- Exercise goal -
In the entries below, find every line holding the string "Match" and collect it.

- Data for analysis -
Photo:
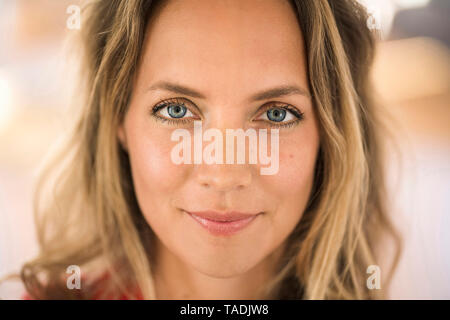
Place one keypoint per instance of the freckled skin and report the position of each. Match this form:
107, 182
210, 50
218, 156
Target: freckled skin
228, 50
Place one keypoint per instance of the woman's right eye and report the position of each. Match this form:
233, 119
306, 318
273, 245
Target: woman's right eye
172, 111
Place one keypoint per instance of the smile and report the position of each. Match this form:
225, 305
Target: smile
223, 224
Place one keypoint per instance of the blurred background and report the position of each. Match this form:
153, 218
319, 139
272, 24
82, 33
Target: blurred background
411, 76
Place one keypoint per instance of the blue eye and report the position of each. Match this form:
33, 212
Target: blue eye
176, 111
172, 110
276, 114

- Task answer -
Place one keypoint per instance of the freckled skin and report the position of each. Match this form:
Place one keypoint per instance of the woman's right eye and report the position of each. Match this form:
Place one keypoint per instance of the smile and report the position of each. Match this form:
Place one keypoint per instance of the blurred background and report the position of each. Match this form:
Place one keypoint per instance of the blue eye and report the position of each. Match this form:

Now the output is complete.